PETIT PROBLÈME 1: Présente les lignes des enregistrements ci-dessous sous forme de tableau Markdown à deux colonnes, « Rang » et « Ligne », sans reprendre les lignes vides.

EXTRAIT FOURNI:
VIOLONS: QUE VALENT LES AVEUX SOUS LA TORTURE?
Procès verbaux suspicieux, prévenus
maltraités…Au moment où la Côte d’Ivoire amorce peu à peu la phase de l’Etat de
droit, les procédures policières
restent encore rouillées.
« Vous
avez déjà fait de la
prison ? », demande la magistrate.
« Non, Mme la juge », répond l’accusé. Alors, elle lui
signifie que c’est le contraire qui est mentionné dans le procès verbal.
Explication du prévenu : «ce jour-là, on m’a tellement tabassé à la police
que je leur ai dit ça…» Nous sommes le vendredi 6 août 2011. Dans la
chaleur d’un après-midi épuisant, le tribunal des flagrants délits du Plateau
tente de démêler cette affaire de vol d’ustensiles de cuisine classée dans le
dossier N°16 du jour. L’accusé, Traoré Mohamed, ressemble à un personnage
hilarant tiré d’une pièce de théâtre satirique. Tellement il parle de son
malheur avec humour. Sa tête est scotchée de sparadraps. Il écopera d’un mois d’emprisonnement
ferme. Mais il a eu le temps de dire à
la juge que les policiers l’avaient battu à tel point qu’il leur a dit des choses fabriquées de toutes pièces. Sa
remarque passera inaperçue. Comme celle de bien d’autres prévenus qui seront
conduits dans cette salle avec des blessures occasionnées pendant leurs
interrogatoires. Les plus courageux ont essayé de le signaler au tribunal.
Certains, avec plus de détails : la douleur était si insoutenable qu’ils
ont reconnu les faits sans être coupables. On se souvient de Ouattara Seydou,
jugé le 25 juin 2012 pour vente de drogue. Les flics l’ont obligé, selon lui, à
dire que c’est lui le dealer. Il sera cependant relaxé. Dans la même veine, le
tribunal a laissé partir, le 18 janvier 2012, 14 personnes conduites à la barre
pour consommation de cannabis. Parmi elles, des prévenus mal en point. Ils n’auront leur salut que
grâce à un procès verbal (pv) très confus.
Des prévenus tabassés à la police
Ces
faits sont légions en flagrants délits. Des prévenus battus, des aveux arrachés
sous le coup de la force…Mais que valent ces allégations? Et pourquoi le
tribunal reste-t-il impuissant devant ce phénomène qui va crescendo? Des
spécialistes veulent bien se pencher sur la question. « Si d’aventure, il
est constaté que les déclarations qui ont été faites par le prévenu dans le pv,
ont été obtenues sous le coup d’une torture quelconque, le pv est déclaré nul.

EXTRAIT DES DONNÉES:
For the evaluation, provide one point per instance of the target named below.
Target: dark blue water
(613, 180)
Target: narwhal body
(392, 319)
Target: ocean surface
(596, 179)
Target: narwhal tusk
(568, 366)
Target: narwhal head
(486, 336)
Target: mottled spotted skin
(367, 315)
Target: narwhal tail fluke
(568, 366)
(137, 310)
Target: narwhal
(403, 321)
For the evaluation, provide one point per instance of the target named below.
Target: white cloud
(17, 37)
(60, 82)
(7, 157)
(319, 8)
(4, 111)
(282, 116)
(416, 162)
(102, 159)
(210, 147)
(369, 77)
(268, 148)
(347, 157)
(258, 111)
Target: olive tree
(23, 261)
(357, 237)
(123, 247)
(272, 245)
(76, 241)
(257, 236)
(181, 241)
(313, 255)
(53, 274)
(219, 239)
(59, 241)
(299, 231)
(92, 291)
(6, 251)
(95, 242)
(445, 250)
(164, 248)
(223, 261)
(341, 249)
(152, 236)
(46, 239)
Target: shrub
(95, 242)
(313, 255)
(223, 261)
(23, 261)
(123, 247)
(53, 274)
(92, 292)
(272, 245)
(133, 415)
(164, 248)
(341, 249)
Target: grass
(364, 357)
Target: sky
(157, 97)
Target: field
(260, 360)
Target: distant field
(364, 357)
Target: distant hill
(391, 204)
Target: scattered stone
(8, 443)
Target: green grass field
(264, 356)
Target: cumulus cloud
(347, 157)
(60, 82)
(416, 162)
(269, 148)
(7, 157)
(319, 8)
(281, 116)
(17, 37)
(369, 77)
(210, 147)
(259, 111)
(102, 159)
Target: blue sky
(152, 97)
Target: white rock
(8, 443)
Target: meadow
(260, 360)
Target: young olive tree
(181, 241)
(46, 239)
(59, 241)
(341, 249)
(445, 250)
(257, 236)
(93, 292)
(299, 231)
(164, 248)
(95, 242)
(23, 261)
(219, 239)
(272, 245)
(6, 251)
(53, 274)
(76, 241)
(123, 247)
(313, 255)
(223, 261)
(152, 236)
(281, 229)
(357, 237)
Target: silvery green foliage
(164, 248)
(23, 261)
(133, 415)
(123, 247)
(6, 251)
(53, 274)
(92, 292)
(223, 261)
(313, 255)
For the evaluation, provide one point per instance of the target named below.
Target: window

PETIT PROBLÈME 2: D'après l'article sur les aveux sous la torture, pour quel motif Ouattara Seydou a-t-il été jugé le 25 juin 2012 ?

CORRIGÉ DE L'EXERCICE 1:
| Rang | Ligne |
|---|---|
| 1 | For the evaluation, provide one point per instance of the target named below. |
| 2 | Target: dark blue water |
| 3 | (613, 180) |
| 4 | Target: narwhal body |
| 5 | (392, 319) |
| 6 | Target: ocean surface |
| 7 | (596, 179) |
| 8 | Target: narwhal tusk |
| 9 | (568, 366) |
| 10 | Target: narwhal head |
| 11 | (486, 336) |
| 12 | Target: mottled spotted skin |
| 13 | (367, 315) |
| 14 | Target: narwhal tail fluke |
| 15 | (568, 366) |
| 16 | (137, 310) |
| 17 | Target: narwhal |
| 18 | (403, 321) |
| 19 | For the evaluation, provide one point per instance of the target named below. |
| 20 | Target: white cloud |
| 21 | (17, 37) |
| 22 | (60, 82) |
| 23 | (7, 157) |
| 24 | (319, 8) |
| 25 | (4, 111) |
| 26 | (282, 116) |
| 27 | (416, 162) |
| 28 | (102, 159) |
| 29 | (210, 147) |
| 30 | (369, 77) |
| 31 | (268, 148) |
| 32 | (347, 157) |
| 33 | (258, 111) |
| 34 | Target: olive tree |
| 35 | (23, 261) |
| 36 | (357, 237) |
| 37 | (123, 247) |
| 38 | (272, 245) |
| 39 | (76, 241) |
| 40 | (257, 236) |
| 41 | (181, 241) |
| 42 | (313, 255) |
| 43 | (53, 274) |
| 44 | (219, 239) |
| 45 | (59, 241) |
| 46 | (299, 231) |
| 47 | (92, 291) |
| 48 | (6, 251) |
| 49 | (95, 242) |
| 50 | (445, 250) |
| 51 | (164, 248) |
| 52 | (223, 261) |
| 53 | (341, 249) |
| 54 | (152, 236) |
| 55 | (46, 239) |
| 56 | Target: shrub |
| 57 | (95, 242) |
| 58 | (313, 255) |
| 59 | (223, 261) |
| 60 | (23, 261) |
| 61 | (123, 247) |
| 62 | (53, 274) |
| 63 | (92, 292) |
| 64 | (272, 245) |
| 65 | (133, 415) |
| 66 | (164, 248) |
| 67 | (341, 249) |
| 68 | Target: grass |
| 69 | (364, 357) |
| 70 | Target: sky |
| 71 | (157, 97) |
| 72 | Target: field |
| 73 | (260, 360) |
| 74 | Target: distant field |
| 75 | (364, 357) |
| 76 | Target: distant hill |
| 77 | (391, 204) |
| 78 | Target: scattered stone |
| 79 | (8, 443) |
| 80 | Target: green grass field |
| 81 | (264, 356) |
| 82 | Target: cumulus cloud |
| 83 | (347, 157) |
| 84 | (60, 82) |
| 85 | (416, 162) |
| 86 | (269, 148) |
| 87 | (7, 157) |
| 88 | (319, 8) |
| 89 | (281, 116) |
| 90 | (17, 37) |
| 91 | (369, 77) |
| 92 | (210, 147) |
| 93 | (259, 111) |
| 94 | (102, 159) |
| 95 | Target: blue sky |
| 96 | (152, 97) |
| 97 | Target: white rock |
| 98 | (8, 443) |
| 99 | Target: meadow |
| 100 | (260, 360) |
| 101 | Target: young olive tree |
| 102 | (181, 241) |
| 103 | (46, 239) |
| 104 | (59, 241) |
| 105 | (341, 249) |
| 106 | (445, 250) |
| 107 | (257, 236) |
| 108 | (93, 292) |
| 109 | (299, 231) |
| 110 | (164, 248) |
| 111 | (95, 242) |
| 112 | (23, 261) |
| 113 | (219, 239) |
| 114 | (272, 245) |
| 115 | (6, 251) |
| 116 | (53, 274) |
| 117 | (76, 241) |
| 118 | (123, 247) |
| 119 | (313, 255) |
| 120 | (223, 261) |
| 121 | (152, 236) |
| 122 | (281, 229) |
| 123 | (357, 237) |
| 124 | Target: silvery green foliage |
| 125 | (164, 248) |
| 126 | (23, 261) |
| 127 | (133, 415) |
| 128 | (123, 247) |
| 129 | (6, 251) |
| 130 | (53, 274) |
| 131 | (92, 292) |
| 132 | (223, 261) |
| 133 | (313, 255) |
| 134 | For the evaluation, provide one point per instance of the target named below. |
| 135 | Target: window |

CORRIGÉ DE L'EXERCICE 2: Pour vente de drogue.